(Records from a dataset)
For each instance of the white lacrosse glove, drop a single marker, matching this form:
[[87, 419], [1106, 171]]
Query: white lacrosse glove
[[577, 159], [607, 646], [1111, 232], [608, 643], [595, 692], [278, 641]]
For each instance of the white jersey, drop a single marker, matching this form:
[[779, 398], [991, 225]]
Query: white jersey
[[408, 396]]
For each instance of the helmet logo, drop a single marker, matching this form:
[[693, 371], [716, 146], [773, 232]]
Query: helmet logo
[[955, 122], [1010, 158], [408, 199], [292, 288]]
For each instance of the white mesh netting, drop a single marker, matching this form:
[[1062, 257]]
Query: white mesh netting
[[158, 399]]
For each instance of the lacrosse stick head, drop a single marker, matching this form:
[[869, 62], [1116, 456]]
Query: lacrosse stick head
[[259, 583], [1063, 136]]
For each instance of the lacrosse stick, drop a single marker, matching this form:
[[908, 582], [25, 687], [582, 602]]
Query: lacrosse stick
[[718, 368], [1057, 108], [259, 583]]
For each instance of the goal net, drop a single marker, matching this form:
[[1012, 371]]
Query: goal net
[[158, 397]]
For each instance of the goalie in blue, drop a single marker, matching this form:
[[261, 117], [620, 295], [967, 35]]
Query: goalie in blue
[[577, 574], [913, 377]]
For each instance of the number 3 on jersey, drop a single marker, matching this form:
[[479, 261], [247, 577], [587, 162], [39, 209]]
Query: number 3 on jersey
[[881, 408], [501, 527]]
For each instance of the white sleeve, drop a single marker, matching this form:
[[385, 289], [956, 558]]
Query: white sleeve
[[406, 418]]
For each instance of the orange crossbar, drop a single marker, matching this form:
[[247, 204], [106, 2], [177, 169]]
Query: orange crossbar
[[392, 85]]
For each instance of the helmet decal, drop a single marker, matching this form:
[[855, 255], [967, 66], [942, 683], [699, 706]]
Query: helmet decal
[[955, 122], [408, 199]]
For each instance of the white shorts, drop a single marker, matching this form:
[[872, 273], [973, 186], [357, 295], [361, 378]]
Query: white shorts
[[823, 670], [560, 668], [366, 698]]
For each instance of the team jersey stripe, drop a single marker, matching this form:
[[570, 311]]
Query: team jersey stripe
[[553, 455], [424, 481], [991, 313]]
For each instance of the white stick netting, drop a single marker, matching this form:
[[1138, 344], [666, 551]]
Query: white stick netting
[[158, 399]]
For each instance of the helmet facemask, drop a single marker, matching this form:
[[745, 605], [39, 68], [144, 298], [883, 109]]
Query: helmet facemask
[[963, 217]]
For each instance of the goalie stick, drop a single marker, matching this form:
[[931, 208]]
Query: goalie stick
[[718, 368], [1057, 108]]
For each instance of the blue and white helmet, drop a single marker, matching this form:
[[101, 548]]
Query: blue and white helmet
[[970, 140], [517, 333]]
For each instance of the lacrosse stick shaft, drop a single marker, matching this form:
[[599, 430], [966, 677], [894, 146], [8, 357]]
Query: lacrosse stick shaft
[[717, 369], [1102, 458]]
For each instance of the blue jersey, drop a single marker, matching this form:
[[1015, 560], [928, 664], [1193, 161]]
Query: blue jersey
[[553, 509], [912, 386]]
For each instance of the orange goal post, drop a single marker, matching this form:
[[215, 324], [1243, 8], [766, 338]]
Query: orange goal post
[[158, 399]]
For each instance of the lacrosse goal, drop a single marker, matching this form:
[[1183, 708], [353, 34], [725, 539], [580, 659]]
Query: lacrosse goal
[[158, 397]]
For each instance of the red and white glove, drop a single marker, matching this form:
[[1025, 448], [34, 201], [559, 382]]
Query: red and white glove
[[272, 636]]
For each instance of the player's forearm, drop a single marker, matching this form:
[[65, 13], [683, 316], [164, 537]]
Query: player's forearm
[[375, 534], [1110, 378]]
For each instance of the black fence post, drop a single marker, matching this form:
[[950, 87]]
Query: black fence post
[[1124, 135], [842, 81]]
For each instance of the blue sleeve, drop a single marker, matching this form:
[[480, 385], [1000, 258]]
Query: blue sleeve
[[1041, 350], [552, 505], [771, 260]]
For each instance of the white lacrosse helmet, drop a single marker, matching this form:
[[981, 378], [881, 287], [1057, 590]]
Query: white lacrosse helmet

▶ Instructions for the task
Please copy every line of the data above, from first to last, without changing anything.

▶ Complete response
For each instance of the white lacrosse glove, drop a single marker, matching this form:
[[87, 419], [1106, 171]]
Query: white lacrosse glove
[[577, 159], [607, 646], [1111, 232], [608, 643], [595, 692], [278, 641]]
For each instance of the white jersey, drop a single marker, matching this form:
[[779, 398], [991, 225]]
Query: white jersey
[[408, 396]]
For each instance of the helmet logo, drop a single marker, matching this form:
[[693, 371], [716, 146], [773, 232]]
Query: helmet logo
[[955, 122], [1010, 158], [408, 199], [292, 288]]
For each instance of the white mesh netting, drop a single marker, matching this form:
[[1062, 257]]
Query: white mesh netting
[[158, 399]]
For each instance of the lacrosse stick head, drop a single marker, matching this form:
[[869, 62], [1116, 456]]
Query: lacrosse stick head
[[259, 583], [1063, 136]]
For each instance of the lacrosse stick, drop a single marker, matching this form:
[[908, 582], [25, 687], [582, 602]]
Query: lacrosse stick
[[718, 368], [1057, 108], [259, 583]]
For each instance of the goal net, drop a single marker, matching this form:
[[1012, 371]]
Query: goal net
[[158, 397]]
For each instance of the goalie in blue, drop a single marker, matching this form:
[[261, 117], [620, 295], [967, 35]]
Query: goalie in blue
[[577, 574], [913, 377]]
For each instance of the number 3 on jersey, drop a single marker, matching this form:
[[479, 261], [247, 577], [587, 162], [39, 209]]
Query: number 3 on jersey
[[881, 408], [501, 527]]
For each instance of the white sleeve, drop a single marker, matching this form:
[[385, 289], [956, 558]]
Query: white sleeve
[[406, 418]]
For each instance of the orange crossbar, drop a single marker, matching this form:
[[247, 204], [106, 2], [177, 169]]
Query: orange crossbar
[[392, 85]]
For each instance of the helmet decal, drop a single marker, matching this form:
[[855, 255], [967, 66], [942, 683], [699, 706]]
Query: helmet decal
[[955, 122], [408, 199]]
For each instance of the white shorts, drop a single marker, matching this form:
[[872, 273], [973, 186], [357, 295], [361, 378]]
Query: white shorts
[[823, 670], [560, 668], [366, 698]]
For each instance of the team jersey stripe, drop a single marker, matching this form:
[[570, 311]]
Query: team jersey stripe
[[553, 455], [424, 481], [991, 313]]
For each instance of the white stick netting, drop a single marker, matching this form:
[[1138, 344], [666, 551]]
Query: white stick netting
[[158, 399]]
For each instance of the helmet facemask, drop a single marker, matching this form:
[[745, 605], [39, 68], [144, 298], [883, 109]]
Query: helmet facemask
[[963, 217]]
For each instance of the goalie stick, drop a single marker, matching this form:
[[931, 208]]
Query: goalie stick
[[718, 368], [1057, 108]]
For each instance of the blue and white helmet, drop a single marker, matching this form:
[[101, 548]]
Query: blue and white helmet
[[970, 140], [517, 333]]
For each instance of the lacrosse stick shaft, drop a single marker, matching this form:
[[599, 430], [966, 677], [894, 146], [8, 357]]
Query: lacrosse stick shaft
[[717, 369], [1102, 458]]
For each instance of the blue jersey, drop a single marker, matching this form:
[[1015, 560], [928, 664], [1193, 161]]
Query: blue jersey
[[553, 509], [912, 386]]
For each instance of the orange goal post, drop a single marker, matching this form:
[[215, 324], [1243, 8], [766, 338]]
Query: orange goal post
[[158, 399]]
For each instance of the lacrosse goal, drop a single marker, matching this form:
[[1183, 708], [353, 34], [725, 539], [580, 659]]
Query: lacrosse goal
[[158, 397]]
For each instance of the red and white glove, drop a single marker, matching this form:
[[1025, 448], [34, 201], [559, 382]]
Query: red and white glove
[[272, 636]]
For each instance of the player's forearm, drop a single marker, matching this form:
[[65, 13], [683, 316], [164, 537]]
Query: player's forearm
[[375, 534], [1110, 378]]
For each instance of the black fence post, drop a single marker, matching this form:
[[950, 87]]
Query: black fence post
[[1124, 135], [842, 81]]
For each instance of the blue sleeve, drop a single marker, matching this form:
[[480, 385], [1000, 258]]
Query: blue sleeve
[[1041, 350], [552, 505], [771, 260]]
For each instance of the white lacrosse helmet, drop a single marker, matching this form:
[[981, 378], [881, 287], [1057, 590]]
Query: white lacrosse helmet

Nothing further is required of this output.